El sistema de la quejumbre permanente podría dar buenos resultados. En mis tiempos de funcionario, había gente que ascendía, que trepaba hasta los escalones más altos de la administración, a base de llantos y quejas. Los artistas y los escritores chilenos suelen obtener resultados notables con este sistema. Abro un suplemento cultural madrileño y encuentro una página entera, bien escrita, elogiosa con sobriedad, sugerente, dedicada a la última novela de Rafael Gumucio, Milagro en Haití. Consecuencia personal: separo Milagro en Haití de otros libros y lo pongo en mi velador, en la lista de espera privilegiada. Comenzaré mañana o pasado a leer la novela de Gumucio y pienso que me divertiré y aprenderé cosas, como me ocurre en mis ocasionales conversaciones con él. Doy vuelta la página y me salta a la vista el comentario de una nueva película de Pablo Larraín. Es una historia de sacerdotes que purgan pecados de pedofilia. El asunto me interesa por experiencia y por estudio. Me propongo, en consecuencia, ver películas de Pablo Larraín, aparte de otras películas y otros espectáculos.
Después recibo el número de octubre de "Cuadernos hispanoamericanos" y me encuentro con un ensayo sobre la poesía de David Rosenmann-Taub. Creo que vi por última vez a David Rosenmann-Taub un mediodía de mayo de 1952, en el café Sao Paulo de Santiago, un establecimiento profundo, oscuro, que se encontraba al lado del antiguo Teatro Real, en esquina encontrada con la Plaza de Armas. Son lugares de la memoria, pronto convertidos en lugares de la mitología. En una mesa del fondo jugaban una partida de ajedrez Braulio Arenas, poeta surrealista, miembro destacado del Grupo de la Mandrágora, con Emilio Piera, exiliado catalán de la guerra de España. No es imposible que Carmelo Soria estuviera sentado junto a esa mesa, y que su hermano Arturo despotricara de pie y con un paquete de libros debajo del brazo.

**Extractos del conjunto:**
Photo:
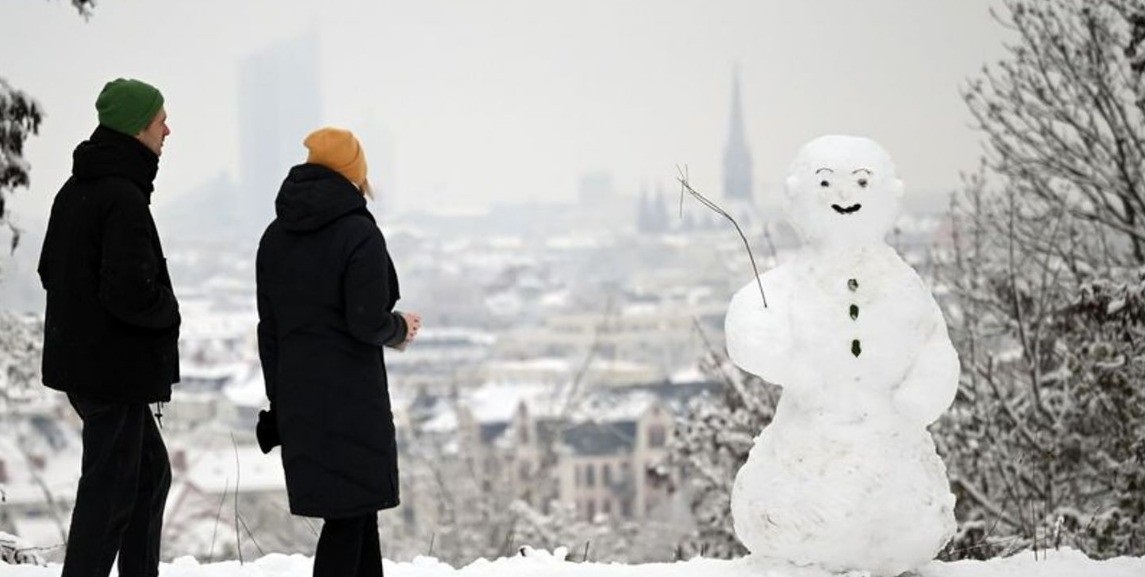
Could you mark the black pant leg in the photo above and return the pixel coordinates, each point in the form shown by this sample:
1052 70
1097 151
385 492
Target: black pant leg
339 547
370 564
112 444
139 554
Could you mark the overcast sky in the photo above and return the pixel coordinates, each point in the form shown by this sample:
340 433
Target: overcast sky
483 101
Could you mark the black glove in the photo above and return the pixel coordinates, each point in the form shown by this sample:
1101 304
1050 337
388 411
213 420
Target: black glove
267 431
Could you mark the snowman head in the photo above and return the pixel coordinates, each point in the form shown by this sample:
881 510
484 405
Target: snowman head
843 191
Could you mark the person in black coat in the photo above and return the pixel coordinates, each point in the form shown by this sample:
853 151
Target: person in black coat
111 331
326 291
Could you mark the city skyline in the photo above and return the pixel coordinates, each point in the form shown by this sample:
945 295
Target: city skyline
465 108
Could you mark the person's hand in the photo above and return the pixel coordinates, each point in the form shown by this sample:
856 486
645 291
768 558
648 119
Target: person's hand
412 324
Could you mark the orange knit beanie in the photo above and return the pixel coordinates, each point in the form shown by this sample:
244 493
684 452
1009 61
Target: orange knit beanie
338 150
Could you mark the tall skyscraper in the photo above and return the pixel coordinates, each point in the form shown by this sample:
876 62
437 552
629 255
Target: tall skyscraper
279 103
736 156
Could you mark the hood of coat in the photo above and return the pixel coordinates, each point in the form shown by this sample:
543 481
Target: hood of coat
314 196
108 152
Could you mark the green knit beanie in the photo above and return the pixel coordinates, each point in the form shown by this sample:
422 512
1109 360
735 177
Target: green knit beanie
128 105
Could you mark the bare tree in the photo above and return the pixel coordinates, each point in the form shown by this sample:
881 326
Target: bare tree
20 118
711 443
1061 116
1045 442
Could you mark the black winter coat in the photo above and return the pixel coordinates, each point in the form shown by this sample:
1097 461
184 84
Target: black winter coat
111 326
325 291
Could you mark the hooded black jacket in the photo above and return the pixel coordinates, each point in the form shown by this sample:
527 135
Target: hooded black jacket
325 291
111 326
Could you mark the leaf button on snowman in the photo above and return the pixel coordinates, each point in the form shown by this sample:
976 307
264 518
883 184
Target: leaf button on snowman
846 476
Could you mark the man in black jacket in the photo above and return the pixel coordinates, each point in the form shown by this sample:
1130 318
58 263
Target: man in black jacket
111 331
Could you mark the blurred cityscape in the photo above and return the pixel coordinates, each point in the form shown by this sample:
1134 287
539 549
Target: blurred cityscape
561 346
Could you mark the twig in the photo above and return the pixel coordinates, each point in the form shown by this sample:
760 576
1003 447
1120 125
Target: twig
238 472
249 534
687 188
214 532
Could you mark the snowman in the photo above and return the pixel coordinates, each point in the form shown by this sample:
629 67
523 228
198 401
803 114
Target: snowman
846 476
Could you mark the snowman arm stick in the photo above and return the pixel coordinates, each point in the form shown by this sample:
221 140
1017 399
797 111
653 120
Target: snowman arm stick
758 339
931 382
685 187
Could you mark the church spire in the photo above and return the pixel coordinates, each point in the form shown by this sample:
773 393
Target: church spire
736 156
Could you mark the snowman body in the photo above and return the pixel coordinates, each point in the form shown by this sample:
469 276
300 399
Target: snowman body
846 475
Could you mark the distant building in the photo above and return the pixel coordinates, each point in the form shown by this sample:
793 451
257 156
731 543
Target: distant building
278 104
736 156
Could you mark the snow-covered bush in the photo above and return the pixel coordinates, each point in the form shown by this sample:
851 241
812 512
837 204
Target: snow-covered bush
710 444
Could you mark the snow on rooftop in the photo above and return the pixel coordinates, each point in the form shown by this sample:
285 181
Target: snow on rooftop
250 390
216 468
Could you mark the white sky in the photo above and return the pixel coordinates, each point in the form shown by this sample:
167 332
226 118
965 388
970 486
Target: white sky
507 100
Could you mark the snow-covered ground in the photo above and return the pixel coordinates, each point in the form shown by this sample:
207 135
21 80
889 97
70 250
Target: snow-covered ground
1053 563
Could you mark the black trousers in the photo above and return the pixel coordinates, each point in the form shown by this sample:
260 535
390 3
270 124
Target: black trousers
123 490
348 547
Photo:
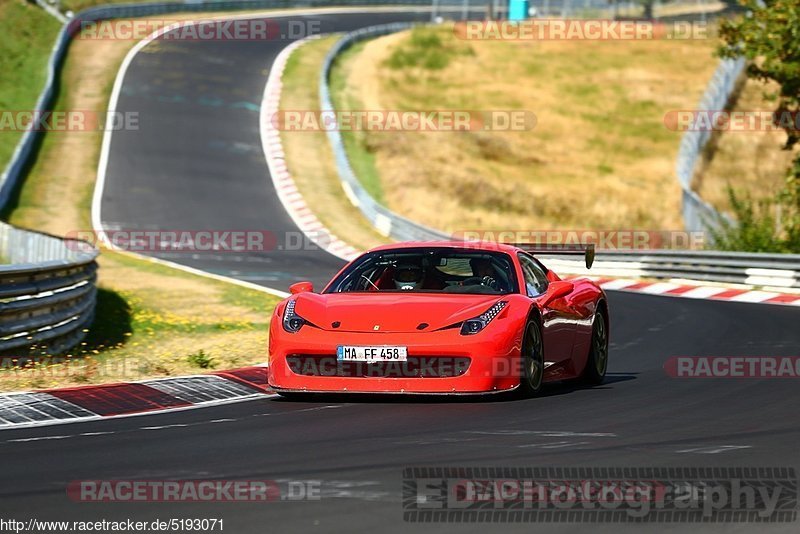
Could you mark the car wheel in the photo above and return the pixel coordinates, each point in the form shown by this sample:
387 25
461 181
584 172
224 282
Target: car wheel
532 359
596 364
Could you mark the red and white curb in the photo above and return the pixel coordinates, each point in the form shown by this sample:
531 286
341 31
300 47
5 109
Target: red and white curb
287 191
696 291
89 403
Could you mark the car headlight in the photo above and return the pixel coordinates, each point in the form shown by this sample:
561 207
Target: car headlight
475 325
291 321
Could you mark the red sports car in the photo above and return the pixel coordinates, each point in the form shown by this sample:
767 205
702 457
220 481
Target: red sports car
449 317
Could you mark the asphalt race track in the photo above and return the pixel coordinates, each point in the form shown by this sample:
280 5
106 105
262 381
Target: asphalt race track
201 166
196 161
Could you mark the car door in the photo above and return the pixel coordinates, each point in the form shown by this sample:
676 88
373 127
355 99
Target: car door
558 318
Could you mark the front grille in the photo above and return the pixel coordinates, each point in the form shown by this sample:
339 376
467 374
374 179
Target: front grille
413 367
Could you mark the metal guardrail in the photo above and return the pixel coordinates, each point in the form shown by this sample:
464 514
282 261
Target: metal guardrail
14 170
47 291
755 269
697 214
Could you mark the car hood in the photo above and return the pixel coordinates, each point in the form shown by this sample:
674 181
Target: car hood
395 312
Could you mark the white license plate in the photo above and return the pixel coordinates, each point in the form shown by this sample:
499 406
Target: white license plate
381 353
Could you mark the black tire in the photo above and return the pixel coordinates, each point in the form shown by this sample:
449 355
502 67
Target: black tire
597 363
532 361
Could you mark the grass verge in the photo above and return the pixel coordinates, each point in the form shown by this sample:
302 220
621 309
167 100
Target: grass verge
152 320
599 157
309 156
27 35
752 162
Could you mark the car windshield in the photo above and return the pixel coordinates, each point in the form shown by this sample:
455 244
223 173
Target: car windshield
432 270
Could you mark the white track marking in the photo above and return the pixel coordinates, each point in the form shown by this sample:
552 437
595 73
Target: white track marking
703 292
545 433
714 449
754 296
619 283
102 166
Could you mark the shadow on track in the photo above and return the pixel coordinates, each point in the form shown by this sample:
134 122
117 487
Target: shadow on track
549 390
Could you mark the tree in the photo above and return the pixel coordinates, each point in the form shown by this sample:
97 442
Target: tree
769 37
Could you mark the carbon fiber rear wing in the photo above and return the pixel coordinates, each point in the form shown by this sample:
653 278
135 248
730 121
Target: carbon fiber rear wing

**Instrucción:**
Prosigue la crónica sobre escritores y artistas chilenos a partir de la última oración que aparece en ella.

**Respuesta a la tarea:**
Yo admiraba la reciente edición de Cortejo y Epinicio, que llevaba el sello de Cruz del Sur, y Rosenmann-Taub había sido maestro severo, autoritario, a la vez que amistoso, en todo el proceso de escritura de mi primer libro de cuentos, El Patio. Era un amigo exigente, y yo fui un discípulo ingrato. Ahora, frente al ensayo firmado por Pepa Merlo, releo versos y tengo la impresión insegura de recordarlos, de haberlos leído hace la friolera de 62 años.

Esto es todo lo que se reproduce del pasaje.